__Available data__:
::::::::::

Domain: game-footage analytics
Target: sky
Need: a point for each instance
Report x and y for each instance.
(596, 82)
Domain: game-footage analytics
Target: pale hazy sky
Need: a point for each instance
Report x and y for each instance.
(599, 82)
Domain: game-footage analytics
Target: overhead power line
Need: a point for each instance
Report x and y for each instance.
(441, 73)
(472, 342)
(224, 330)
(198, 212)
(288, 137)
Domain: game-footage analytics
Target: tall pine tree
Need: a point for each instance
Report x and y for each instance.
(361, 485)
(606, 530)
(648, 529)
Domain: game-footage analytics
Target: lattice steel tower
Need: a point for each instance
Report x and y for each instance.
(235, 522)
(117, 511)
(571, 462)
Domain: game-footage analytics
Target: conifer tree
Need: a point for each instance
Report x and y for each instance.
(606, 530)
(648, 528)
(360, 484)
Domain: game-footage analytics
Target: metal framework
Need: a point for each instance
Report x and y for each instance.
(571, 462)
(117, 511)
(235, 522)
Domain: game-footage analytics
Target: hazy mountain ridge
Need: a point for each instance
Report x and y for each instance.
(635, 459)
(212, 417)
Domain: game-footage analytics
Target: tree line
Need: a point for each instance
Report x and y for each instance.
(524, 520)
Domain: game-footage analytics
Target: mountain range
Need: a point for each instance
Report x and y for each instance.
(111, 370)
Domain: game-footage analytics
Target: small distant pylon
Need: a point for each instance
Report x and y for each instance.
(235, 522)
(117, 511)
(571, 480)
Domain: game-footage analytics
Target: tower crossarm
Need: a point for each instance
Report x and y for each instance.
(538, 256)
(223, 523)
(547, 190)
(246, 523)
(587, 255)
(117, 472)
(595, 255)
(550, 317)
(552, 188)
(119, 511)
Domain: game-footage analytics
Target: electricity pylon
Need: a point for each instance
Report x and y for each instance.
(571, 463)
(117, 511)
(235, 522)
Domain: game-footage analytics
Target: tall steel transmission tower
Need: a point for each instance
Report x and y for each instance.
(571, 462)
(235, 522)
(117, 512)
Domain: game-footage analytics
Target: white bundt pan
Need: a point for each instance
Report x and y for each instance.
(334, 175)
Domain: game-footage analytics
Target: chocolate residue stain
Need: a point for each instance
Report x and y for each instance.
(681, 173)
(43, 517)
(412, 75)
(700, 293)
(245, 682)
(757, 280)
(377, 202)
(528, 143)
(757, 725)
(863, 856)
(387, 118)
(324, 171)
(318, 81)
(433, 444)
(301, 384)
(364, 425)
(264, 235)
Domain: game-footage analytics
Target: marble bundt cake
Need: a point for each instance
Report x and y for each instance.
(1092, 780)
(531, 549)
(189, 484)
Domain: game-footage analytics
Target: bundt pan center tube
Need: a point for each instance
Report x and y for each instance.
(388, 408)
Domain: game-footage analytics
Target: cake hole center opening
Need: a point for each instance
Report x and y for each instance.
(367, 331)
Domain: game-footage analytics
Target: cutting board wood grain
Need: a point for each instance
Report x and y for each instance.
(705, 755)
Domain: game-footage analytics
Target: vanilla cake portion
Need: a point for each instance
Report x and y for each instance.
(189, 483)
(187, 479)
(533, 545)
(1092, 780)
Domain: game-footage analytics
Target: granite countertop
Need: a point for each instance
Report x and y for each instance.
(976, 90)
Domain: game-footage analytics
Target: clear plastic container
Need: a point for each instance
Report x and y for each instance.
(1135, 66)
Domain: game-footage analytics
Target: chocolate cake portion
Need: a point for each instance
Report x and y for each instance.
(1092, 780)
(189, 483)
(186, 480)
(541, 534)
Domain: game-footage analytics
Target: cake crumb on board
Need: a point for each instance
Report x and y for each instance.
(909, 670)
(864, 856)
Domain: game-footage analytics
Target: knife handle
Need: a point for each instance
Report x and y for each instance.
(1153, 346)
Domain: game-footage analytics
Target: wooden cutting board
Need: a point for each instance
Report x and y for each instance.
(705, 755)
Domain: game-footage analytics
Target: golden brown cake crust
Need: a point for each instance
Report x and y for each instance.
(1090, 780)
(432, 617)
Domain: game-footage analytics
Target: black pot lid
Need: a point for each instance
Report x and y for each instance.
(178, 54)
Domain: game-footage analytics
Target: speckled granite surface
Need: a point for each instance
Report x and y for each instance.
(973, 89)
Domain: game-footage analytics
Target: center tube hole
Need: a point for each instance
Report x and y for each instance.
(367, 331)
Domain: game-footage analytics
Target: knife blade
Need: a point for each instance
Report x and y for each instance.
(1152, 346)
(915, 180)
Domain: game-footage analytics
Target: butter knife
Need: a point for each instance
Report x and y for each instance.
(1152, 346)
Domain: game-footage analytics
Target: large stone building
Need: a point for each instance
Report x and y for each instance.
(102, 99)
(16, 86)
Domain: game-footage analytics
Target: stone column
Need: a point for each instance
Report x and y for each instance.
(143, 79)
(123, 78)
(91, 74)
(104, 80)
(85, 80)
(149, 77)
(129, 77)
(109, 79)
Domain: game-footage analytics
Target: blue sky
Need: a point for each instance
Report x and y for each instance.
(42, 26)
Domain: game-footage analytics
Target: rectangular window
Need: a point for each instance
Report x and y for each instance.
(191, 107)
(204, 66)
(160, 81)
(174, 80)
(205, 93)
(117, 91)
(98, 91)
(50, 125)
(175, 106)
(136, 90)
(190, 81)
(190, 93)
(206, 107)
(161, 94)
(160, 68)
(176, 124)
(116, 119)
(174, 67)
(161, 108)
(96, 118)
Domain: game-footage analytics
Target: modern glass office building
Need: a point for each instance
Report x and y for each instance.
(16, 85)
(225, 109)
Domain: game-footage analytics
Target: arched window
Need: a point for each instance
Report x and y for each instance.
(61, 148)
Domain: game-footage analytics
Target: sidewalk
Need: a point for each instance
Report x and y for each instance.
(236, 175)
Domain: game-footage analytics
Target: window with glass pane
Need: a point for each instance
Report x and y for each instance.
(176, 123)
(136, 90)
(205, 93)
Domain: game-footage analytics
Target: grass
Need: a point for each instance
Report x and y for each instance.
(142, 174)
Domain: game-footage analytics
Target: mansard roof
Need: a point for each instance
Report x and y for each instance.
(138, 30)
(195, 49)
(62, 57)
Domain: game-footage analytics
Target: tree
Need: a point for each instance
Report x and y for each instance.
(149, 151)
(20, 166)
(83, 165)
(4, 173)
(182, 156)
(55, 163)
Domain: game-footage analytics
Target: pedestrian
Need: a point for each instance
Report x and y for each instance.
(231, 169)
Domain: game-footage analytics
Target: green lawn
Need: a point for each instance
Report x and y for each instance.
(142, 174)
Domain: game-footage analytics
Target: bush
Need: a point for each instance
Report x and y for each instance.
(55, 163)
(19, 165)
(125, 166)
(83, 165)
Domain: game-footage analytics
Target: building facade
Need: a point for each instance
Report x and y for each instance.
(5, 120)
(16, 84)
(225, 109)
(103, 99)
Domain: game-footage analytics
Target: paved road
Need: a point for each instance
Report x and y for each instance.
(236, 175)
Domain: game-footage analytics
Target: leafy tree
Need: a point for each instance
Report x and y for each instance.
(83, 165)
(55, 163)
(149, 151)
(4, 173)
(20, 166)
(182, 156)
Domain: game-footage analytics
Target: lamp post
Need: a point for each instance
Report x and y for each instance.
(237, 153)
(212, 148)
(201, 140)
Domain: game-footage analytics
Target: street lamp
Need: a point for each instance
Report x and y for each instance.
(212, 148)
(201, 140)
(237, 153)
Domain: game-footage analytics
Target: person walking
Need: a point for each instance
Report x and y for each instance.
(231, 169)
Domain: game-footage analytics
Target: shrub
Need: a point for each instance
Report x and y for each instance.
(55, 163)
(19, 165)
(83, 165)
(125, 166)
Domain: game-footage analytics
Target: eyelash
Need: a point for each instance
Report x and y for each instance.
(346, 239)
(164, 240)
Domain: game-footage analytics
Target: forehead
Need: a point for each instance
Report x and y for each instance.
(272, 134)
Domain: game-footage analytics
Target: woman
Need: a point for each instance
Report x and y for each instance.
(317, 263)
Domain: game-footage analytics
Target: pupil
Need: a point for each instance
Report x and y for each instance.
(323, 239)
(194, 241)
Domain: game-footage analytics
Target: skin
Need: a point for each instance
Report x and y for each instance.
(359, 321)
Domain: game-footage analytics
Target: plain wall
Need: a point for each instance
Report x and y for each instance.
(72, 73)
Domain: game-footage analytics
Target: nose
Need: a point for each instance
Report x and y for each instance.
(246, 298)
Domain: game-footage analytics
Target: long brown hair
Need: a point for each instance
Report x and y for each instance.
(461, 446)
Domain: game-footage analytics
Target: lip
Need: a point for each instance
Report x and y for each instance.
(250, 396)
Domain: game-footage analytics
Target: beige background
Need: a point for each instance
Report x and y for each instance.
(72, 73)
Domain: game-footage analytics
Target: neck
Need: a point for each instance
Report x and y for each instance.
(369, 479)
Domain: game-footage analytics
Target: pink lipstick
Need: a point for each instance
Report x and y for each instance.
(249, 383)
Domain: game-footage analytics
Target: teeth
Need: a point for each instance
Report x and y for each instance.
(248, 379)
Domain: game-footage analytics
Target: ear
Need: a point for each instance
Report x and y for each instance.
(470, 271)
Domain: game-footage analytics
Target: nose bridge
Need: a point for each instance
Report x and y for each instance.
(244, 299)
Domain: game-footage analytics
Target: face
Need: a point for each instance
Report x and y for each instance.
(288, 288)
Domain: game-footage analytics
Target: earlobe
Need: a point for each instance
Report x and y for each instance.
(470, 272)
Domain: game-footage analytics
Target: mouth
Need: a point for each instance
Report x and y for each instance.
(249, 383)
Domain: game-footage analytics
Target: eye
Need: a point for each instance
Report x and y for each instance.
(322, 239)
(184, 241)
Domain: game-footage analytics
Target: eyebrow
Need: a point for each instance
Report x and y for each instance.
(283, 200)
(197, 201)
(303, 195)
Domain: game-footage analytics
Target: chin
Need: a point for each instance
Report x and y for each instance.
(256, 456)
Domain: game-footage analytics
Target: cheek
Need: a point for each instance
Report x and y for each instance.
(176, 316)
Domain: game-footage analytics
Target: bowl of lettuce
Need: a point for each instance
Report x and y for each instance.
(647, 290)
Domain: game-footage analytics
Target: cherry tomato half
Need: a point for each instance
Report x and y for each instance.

::::::::::

__What to work on__: Whenever a line in the data above contains the word "cutting", include it in the tally, and report only the final number.

__Exercise response__: 2